(Beginning of Extract to read)

But today, there was nothing. In a few years, the warehouses would be torn down, and all they were good for now was for training.

Here’s the scenario. We’ve an enemy element in there. We need to clear them out.

So we’ve this large rollup door directly opposite another door. The idea here is we have two soldiers, one on each side of the door. Using their M-16s, they lay down a wall of fire between the two buildings. The idea is to keep anyone from going to the door and shooting back.

An assault team moves up the middle, get’s to the objective, crouches down, and tosses in a couple of hand grenades. Grenades go off, we lift fire and a couple of troops roll in spraying and praying with their weapons.

In the real world, it’s a great place for a lot to go wrong quickly. For openers, there’s nothing that says you’ll approach unobserved. And there’s nothing to say the enemy wouldn’t toss a grenade of their own out. After all, no plan survives contact with the enemy.

Also, if you’re not paying attention to what you’re doing, your buddy could catch one in the back. Not exactly a nice way to build a friendship that lasts forever.

But this was training, and what could possibly go wrong.

I was about to find out training can go very wrong.

We were set up for the scenario and this girl we called “Chuck” and I were the ones at the door providing cover fire.

(End of Extract to read)
(Beginning of Information shown)

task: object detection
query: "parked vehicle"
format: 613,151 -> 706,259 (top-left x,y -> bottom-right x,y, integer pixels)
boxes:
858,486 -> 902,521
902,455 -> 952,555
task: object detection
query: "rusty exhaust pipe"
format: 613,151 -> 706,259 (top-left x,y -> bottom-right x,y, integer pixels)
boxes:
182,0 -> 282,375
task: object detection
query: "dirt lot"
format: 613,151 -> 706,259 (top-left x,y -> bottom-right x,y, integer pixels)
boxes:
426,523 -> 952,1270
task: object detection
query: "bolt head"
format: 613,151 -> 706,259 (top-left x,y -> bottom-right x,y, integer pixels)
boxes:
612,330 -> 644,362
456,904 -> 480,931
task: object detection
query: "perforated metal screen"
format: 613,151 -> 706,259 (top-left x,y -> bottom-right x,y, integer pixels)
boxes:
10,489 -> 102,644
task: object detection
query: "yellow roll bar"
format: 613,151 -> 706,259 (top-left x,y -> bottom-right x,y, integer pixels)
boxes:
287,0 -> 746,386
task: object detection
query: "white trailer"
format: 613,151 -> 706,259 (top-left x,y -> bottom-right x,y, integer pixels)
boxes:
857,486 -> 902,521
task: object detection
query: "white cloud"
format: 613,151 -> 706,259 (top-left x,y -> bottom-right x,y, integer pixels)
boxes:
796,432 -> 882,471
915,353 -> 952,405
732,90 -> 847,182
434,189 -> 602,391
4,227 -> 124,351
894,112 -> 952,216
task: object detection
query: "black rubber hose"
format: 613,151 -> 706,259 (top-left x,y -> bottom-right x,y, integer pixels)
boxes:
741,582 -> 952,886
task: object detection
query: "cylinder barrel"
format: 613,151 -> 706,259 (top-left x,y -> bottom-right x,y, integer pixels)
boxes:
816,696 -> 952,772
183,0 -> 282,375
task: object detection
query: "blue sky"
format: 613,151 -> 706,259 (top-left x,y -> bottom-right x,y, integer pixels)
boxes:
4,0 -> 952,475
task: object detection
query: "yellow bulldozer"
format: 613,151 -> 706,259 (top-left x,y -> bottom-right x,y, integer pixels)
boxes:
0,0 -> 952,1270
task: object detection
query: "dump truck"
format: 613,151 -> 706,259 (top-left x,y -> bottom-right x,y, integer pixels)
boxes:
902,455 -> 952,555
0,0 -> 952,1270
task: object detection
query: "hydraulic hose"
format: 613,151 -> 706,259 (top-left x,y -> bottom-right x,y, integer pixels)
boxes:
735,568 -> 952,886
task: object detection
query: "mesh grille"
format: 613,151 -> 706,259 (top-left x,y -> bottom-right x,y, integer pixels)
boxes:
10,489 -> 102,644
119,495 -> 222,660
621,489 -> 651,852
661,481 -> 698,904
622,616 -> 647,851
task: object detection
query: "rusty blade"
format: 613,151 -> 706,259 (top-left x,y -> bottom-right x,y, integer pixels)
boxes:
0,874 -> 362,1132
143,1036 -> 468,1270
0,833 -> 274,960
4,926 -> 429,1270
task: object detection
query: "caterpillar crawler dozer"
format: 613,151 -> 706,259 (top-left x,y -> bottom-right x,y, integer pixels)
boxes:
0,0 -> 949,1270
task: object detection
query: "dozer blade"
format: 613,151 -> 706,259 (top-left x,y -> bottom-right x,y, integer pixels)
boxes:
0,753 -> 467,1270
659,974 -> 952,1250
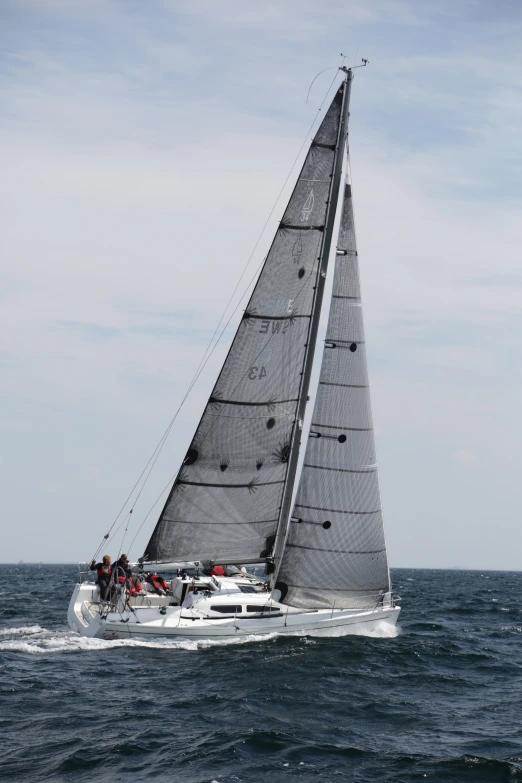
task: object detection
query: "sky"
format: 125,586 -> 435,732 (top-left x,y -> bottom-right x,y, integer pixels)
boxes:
0,0 -> 522,570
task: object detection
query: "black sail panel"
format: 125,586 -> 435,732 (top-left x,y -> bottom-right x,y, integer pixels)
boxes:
144,86 -> 343,562
276,170 -> 389,609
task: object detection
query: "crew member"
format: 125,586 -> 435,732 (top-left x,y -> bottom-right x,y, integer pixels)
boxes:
90,555 -> 112,601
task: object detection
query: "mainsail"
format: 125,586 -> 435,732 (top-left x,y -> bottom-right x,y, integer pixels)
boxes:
144,83 -> 346,562
276,165 -> 390,609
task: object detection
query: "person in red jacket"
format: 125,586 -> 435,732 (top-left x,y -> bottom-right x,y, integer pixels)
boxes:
90,555 -> 112,601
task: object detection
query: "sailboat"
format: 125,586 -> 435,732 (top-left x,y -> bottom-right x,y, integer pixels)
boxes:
68,67 -> 400,639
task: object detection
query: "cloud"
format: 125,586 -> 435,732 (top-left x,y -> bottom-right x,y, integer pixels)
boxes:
451,449 -> 478,465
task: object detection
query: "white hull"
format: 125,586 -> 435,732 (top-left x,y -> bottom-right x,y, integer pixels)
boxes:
68,583 -> 400,639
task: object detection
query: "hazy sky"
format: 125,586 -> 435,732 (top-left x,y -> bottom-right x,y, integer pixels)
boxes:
0,0 -> 522,569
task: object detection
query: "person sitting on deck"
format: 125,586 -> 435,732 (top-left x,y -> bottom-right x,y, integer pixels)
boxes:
90,555 -> 112,601
145,571 -> 169,595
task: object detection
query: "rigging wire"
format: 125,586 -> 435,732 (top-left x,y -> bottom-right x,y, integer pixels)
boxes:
99,66 -> 344,559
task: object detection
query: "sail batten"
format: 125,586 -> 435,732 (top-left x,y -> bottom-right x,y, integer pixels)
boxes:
144,85 -> 344,562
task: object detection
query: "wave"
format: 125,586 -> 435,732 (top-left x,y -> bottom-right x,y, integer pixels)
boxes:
0,625 -> 284,655
0,621 -> 400,655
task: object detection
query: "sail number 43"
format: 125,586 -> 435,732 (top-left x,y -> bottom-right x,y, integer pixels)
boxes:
248,367 -> 266,381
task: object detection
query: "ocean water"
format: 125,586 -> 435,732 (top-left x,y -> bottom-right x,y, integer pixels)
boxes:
0,565 -> 522,783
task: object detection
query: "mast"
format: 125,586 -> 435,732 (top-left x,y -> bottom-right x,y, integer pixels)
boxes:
270,67 -> 353,588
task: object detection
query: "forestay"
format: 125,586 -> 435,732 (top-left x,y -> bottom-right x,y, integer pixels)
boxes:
276,161 -> 389,609
144,86 -> 343,562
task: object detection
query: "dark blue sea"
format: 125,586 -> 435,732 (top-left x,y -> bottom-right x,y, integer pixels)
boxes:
0,565 -> 522,783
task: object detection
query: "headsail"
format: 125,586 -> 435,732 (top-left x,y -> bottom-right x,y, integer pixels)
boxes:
276,155 -> 389,609
144,85 -> 344,562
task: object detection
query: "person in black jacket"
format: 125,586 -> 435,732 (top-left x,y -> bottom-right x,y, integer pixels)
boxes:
114,555 -> 132,584
90,555 -> 112,601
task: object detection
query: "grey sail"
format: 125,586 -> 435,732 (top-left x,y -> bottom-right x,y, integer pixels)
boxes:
276,161 -> 389,609
144,85 -> 344,562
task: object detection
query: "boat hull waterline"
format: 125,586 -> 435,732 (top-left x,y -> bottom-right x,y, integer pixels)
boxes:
68,583 -> 400,639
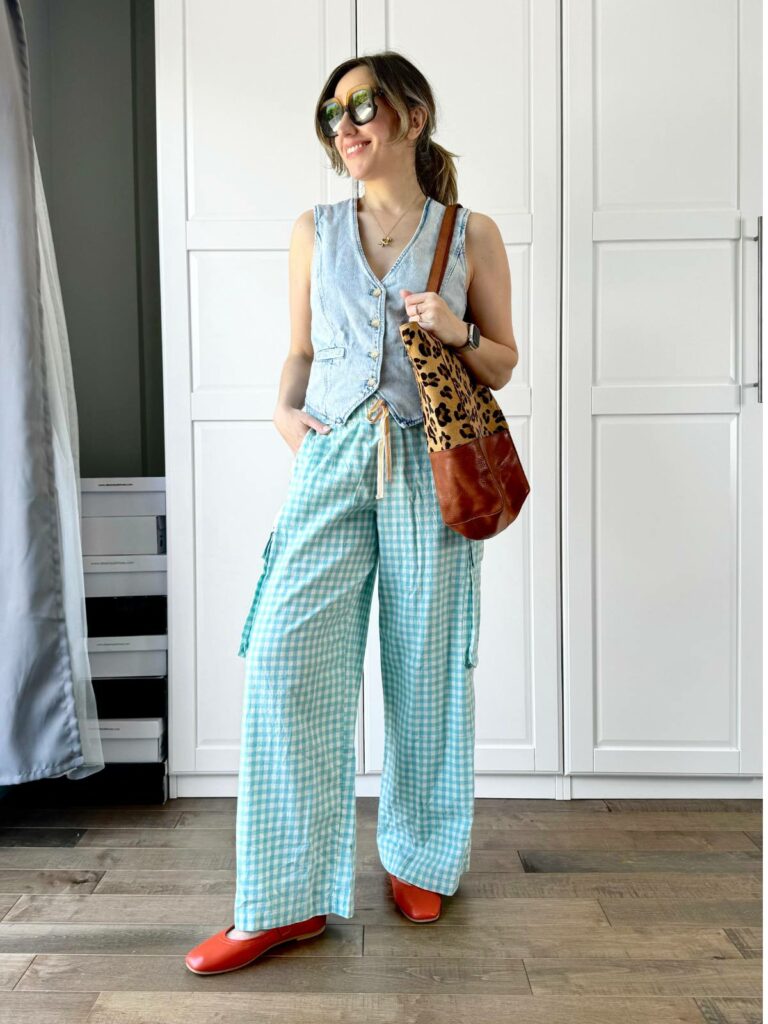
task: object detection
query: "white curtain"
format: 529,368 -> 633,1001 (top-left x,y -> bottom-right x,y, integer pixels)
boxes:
33,139 -> 104,778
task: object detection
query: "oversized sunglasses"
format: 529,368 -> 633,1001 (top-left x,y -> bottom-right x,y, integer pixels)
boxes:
317,85 -> 384,138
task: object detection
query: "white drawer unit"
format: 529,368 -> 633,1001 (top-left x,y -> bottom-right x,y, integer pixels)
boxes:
80,476 -> 165,519
80,515 -> 165,555
98,718 -> 165,764
83,555 -> 168,597
88,634 -> 168,679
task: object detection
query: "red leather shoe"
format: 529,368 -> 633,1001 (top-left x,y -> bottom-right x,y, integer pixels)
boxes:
387,871 -> 442,925
184,913 -> 326,974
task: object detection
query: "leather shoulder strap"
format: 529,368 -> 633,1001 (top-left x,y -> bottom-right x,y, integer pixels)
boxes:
425,203 -> 461,292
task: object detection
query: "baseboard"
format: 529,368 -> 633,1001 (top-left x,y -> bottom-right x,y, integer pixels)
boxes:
169,772 -> 763,800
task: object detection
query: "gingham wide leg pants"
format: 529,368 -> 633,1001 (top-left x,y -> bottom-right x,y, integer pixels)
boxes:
234,398 -> 483,931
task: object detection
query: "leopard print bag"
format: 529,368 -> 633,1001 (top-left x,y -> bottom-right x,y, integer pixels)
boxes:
400,203 -> 530,541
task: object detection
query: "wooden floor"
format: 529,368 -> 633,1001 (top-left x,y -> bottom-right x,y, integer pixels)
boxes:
0,799 -> 762,1024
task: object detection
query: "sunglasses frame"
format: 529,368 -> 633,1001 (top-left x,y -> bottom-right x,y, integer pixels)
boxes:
317,85 -> 385,138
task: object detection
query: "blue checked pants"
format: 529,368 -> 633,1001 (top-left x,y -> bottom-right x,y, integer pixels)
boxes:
234,397 -> 484,931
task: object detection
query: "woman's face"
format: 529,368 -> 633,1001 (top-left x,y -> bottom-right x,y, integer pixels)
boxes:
334,68 -> 404,180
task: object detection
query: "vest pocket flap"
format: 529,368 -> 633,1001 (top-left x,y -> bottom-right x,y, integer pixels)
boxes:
314,345 -> 346,359
238,526 -> 274,657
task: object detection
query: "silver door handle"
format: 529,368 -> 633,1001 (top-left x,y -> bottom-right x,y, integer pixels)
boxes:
741,214 -> 763,402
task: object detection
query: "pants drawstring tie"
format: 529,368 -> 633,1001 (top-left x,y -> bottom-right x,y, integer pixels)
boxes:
366,398 -> 392,498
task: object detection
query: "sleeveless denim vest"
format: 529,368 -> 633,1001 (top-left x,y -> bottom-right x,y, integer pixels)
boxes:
303,196 -> 470,428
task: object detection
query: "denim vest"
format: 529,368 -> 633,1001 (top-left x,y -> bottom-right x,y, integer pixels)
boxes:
303,196 -> 469,427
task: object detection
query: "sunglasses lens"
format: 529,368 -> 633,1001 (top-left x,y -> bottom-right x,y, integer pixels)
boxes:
349,89 -> 376,125
318,99 -> 344,138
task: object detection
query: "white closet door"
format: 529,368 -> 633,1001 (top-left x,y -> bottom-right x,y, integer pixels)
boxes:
356,0 -> 561,778
563,0 -> 762,775
156,0 -> 364,796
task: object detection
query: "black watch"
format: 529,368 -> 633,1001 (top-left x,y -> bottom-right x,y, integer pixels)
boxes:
455,324 -> 480,352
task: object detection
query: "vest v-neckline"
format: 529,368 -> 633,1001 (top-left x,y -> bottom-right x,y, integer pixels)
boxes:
349,196 -> 432,285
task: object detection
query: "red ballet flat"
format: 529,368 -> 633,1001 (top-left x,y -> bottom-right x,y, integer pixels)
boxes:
184,913 -> 326,974
387,871 -> 442,925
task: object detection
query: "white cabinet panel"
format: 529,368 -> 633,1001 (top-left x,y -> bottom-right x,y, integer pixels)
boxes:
562,0 -> 762,775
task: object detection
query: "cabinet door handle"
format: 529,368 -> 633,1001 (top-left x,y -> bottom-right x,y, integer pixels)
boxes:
742,214 -> 763,402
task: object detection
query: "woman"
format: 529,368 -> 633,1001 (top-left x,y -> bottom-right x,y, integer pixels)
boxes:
185,51 -> 517,974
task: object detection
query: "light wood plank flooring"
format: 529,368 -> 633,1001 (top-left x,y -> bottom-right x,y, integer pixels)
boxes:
0,799 -> 763,1024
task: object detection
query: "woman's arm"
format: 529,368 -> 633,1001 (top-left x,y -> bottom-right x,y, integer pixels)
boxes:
447,212 -> 519,391
272,210 -> 328,452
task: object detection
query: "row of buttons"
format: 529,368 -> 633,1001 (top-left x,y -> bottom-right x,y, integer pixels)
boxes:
368,285 -> 381,387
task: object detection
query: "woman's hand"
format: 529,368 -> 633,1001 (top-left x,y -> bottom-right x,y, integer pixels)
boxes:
272,406 -> 331,455
400,288 -> 467,348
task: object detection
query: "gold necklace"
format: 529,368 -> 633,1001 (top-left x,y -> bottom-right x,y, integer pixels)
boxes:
360,193 -> 424,246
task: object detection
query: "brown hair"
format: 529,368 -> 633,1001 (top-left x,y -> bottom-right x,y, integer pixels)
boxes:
314,50 -> 459,206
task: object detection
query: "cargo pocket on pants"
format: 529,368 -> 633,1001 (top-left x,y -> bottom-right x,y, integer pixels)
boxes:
466,541 -> 483,669
238,527 -> 274,657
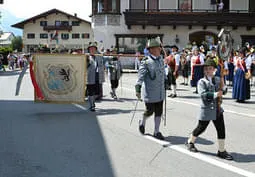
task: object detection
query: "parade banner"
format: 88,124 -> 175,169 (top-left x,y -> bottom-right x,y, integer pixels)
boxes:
31,54 -> 87,103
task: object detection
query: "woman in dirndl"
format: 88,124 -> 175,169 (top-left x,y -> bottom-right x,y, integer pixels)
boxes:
232,47 -> 252,103
227,51 -> 237,86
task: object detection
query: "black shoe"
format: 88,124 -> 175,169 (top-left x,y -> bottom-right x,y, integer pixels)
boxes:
139,121 -> 145,135
89,107 -> 96,112
153,132 -> 165,140
168,93 -> 173,97
171,94 -> 177,98
185,142 -> 198,152
217,151 -> 233,160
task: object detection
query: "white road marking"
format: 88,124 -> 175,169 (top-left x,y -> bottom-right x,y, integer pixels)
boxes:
120,87 -> 255,118
73,97 -> 255,177
73,103 -> 88,111
144,135 -> 255,177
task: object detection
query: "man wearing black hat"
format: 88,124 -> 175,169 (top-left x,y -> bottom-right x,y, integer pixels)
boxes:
186,59 -> 233,160
107,48 -> 122,100
135,39 -> 166,140
166,45 -> 181,98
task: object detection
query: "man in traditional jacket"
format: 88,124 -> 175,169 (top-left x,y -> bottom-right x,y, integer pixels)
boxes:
186,59 -> 233,160
107,49 -> 122,99
135,39 -> 166,140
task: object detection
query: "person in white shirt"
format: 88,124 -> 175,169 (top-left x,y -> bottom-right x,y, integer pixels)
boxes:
218,0 -> 224,11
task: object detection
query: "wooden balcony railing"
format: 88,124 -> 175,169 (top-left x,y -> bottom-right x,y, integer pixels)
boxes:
123,9 -> 255,28
43,25 -> 72,31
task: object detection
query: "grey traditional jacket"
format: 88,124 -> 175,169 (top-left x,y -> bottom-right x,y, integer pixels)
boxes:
136,56 -> 166,103
107,58 -> 122,80
198,77 -> 223,121
87,56 -> 105,84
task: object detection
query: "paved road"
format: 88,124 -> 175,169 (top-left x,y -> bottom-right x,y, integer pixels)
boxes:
0,72 -> 255,177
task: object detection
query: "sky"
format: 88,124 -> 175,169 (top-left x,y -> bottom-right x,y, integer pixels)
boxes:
0,0 -> 92,21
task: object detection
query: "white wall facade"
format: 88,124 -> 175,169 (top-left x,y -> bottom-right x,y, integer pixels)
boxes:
92,0 -> 255,49
23,13 -> 94,51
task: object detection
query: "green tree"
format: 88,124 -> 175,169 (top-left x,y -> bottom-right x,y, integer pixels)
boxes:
11,36 -> 22,52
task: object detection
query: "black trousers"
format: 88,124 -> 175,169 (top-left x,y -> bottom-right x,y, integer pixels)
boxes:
111,79 -> 119,89
143,101 -> 163,117
192,113 -> 226,139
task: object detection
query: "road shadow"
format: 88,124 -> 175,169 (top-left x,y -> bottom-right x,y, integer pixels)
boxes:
0,100 -> 115,177
0,70 -> 21,76
99,97 -> 137,102
176,88 -> 189,91
199,150 -> 255,163
165,136 -> 214,145
177,95 -> 200,99
95,108 -> 133,115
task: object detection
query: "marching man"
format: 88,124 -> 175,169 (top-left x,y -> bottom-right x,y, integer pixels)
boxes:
186,59 -> 233,160
135,39 -> 166,140
107,49 -> 122,100
166,45 -> 180,98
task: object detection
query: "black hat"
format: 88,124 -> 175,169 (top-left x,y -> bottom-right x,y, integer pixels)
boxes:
204,58 -> 217,68
171,45 -> 179,50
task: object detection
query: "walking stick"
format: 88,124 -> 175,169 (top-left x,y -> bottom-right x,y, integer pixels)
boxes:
120,76 -> 123,96
164,89 -> 166,126
218,28 -> 233,113
157,36 -> 167,126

(End of Information shown)

# Questions on the material
(a) Answer these questions about the warehouse training account:
(i) What would happen to the warehouses in a few years?
(ii) What weapons do the two soldiers on each side of the door use?
(iii) What did they call the girl who provided cover fire at the door with the narrator?
(b) Retype the part of the warehouse training account starting with "So we’ve this" and going on through "with their weapons.".
The items have no connection to the warehouse training account.

# Answer section
(a)
(i) They would be torn down.
(ii) M-16s.
(iii) "Chuck."

(b)
So we’ve this large rollup door directly opposite another door. The idea here is we have two soldiers, one on each side of the door. Using their M-16s, they lay down a wall of fire between the two buildings. The idea is to keep anyone from going to the door and shooting back.

An assault team moves up the middle, get’s to the objective, crouches down, and tosses in a couple of hand grenades. Grenades go off, we lift fire and a couple of troops roll in spraying and praying with their weapons.